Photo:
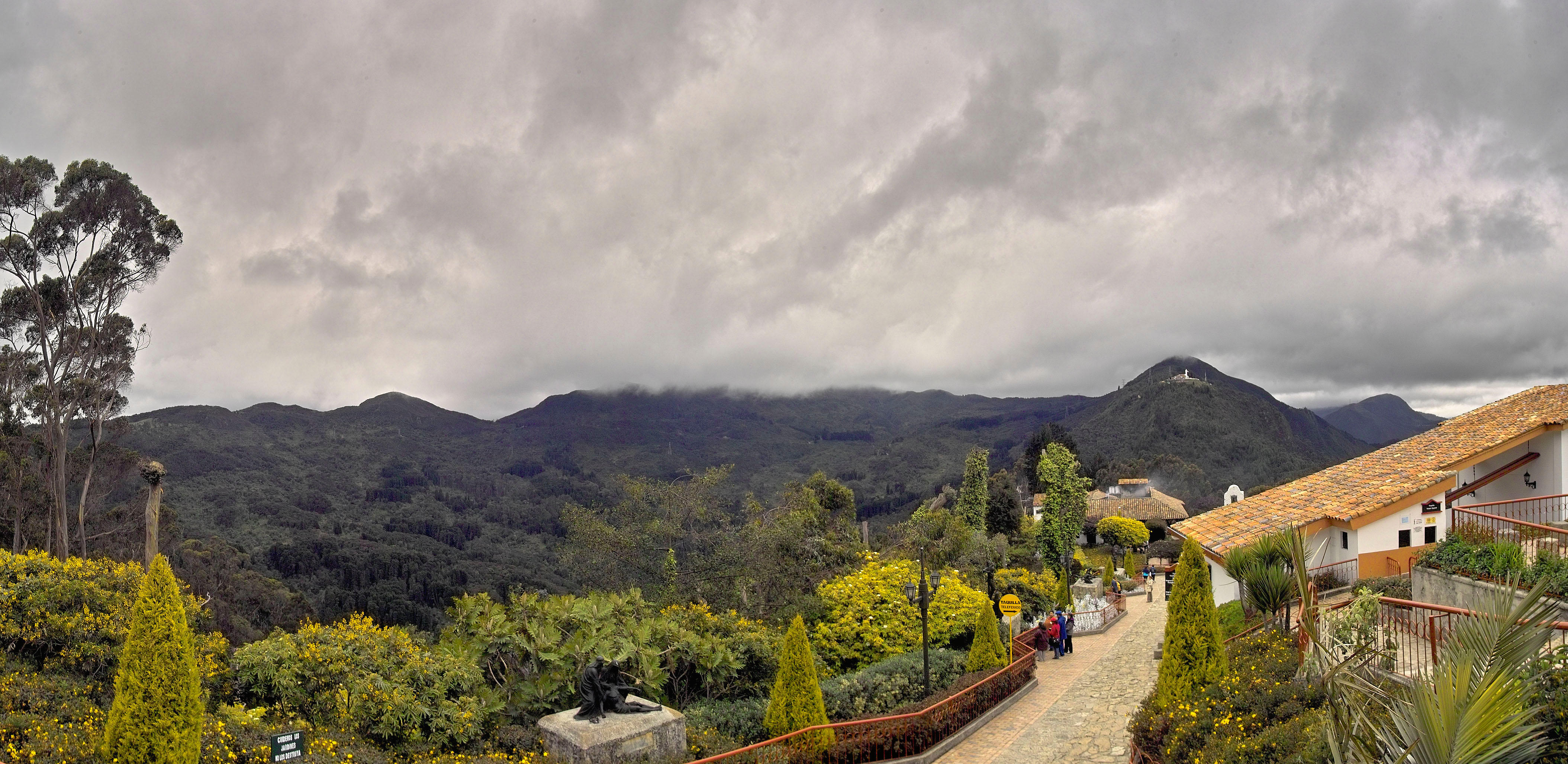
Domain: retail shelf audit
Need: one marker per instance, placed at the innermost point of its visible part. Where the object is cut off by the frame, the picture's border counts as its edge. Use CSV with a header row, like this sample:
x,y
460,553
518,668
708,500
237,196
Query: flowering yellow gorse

== The problem ==
Your task is to return every entry exactly as it was written, with the pictures removed.

== Result ==
Photo:
Domain: retail shelf audit
Need: one marker per instance, placed at the innermost point of its visible part. Where the object is cut off by the frame, the picture's border counts as its edge. Use CSV with a header row, like this sample:
x,y
460,553
518,668
708,500
237,196
Query: flowering yellow gorse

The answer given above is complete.